### [YOUR INSTRUCTIONS]
Update the rows below by replacing "reddish leaf" with "red-tinged leaf" and keeping everything else unchanged. Leave the pictures out of your answer.

### [SUPPLIED DATA]
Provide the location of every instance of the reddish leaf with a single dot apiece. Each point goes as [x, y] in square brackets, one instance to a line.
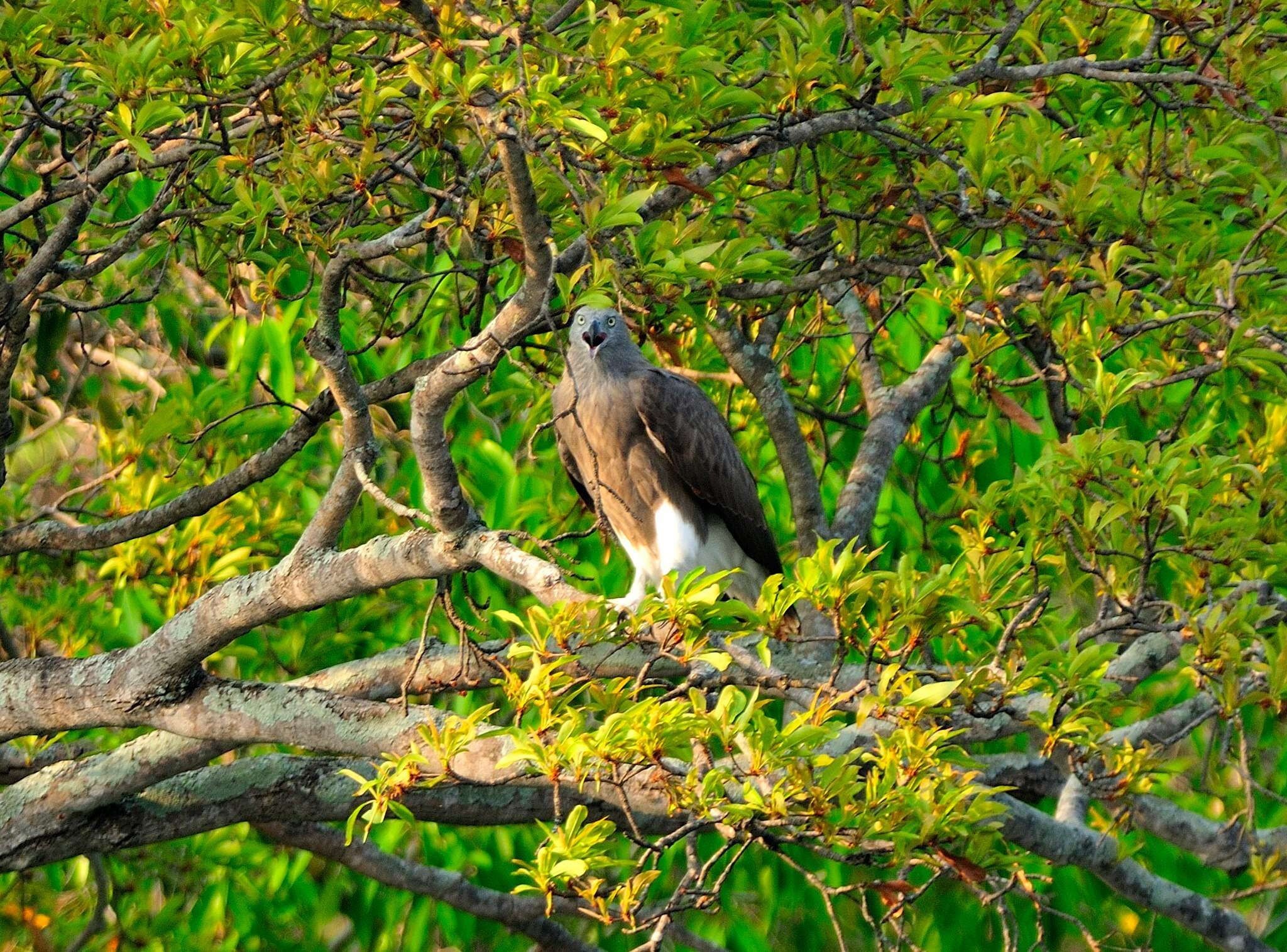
[1021, 417]
[676, 177]
[1213, 74]
[891, 892]
[967, 868]
[514, 249]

### [SOLUTION]
Provide the location of every instance of the red-tinged leaf with a single dot apiece. Each point goes as [x, y] in square brackets, one instance to a line.
[1021, 417]
[676, 177]
[1213, 74]
[891, 892]
[967, 868]
[514, 249]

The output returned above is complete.